EXERCISE DIRECTIONS: Which of the lines below holds the string "bumper"? Copy every line that does.

Start of ENTRIES PROVIDED

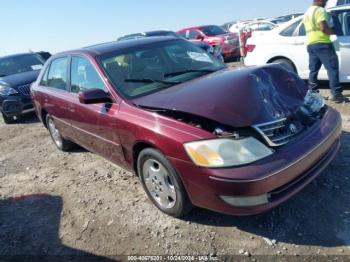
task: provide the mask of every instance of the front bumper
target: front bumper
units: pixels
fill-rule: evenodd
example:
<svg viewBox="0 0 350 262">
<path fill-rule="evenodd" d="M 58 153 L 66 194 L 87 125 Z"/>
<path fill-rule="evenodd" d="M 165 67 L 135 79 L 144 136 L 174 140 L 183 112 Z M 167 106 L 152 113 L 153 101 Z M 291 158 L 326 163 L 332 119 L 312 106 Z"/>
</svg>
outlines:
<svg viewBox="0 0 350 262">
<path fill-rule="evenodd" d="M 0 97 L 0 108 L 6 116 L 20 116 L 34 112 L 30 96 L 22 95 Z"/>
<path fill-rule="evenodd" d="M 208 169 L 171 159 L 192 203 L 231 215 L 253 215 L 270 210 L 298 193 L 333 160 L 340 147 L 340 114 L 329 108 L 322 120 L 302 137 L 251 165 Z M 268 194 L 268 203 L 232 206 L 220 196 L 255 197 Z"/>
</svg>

End of ENTRIES PROVIDED
Start of ENTRIES PROVIDED

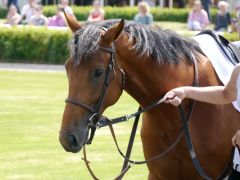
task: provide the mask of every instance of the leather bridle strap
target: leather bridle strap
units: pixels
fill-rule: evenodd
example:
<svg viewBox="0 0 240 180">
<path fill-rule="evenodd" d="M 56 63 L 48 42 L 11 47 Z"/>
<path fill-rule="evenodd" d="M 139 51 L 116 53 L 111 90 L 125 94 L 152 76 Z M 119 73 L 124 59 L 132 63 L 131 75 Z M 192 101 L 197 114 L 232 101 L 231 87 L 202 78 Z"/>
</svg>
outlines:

End of ENTRIES PROVIDED

COMPLETED TASK:
task: provide the mask of every instance of the front bumper
target: front bumper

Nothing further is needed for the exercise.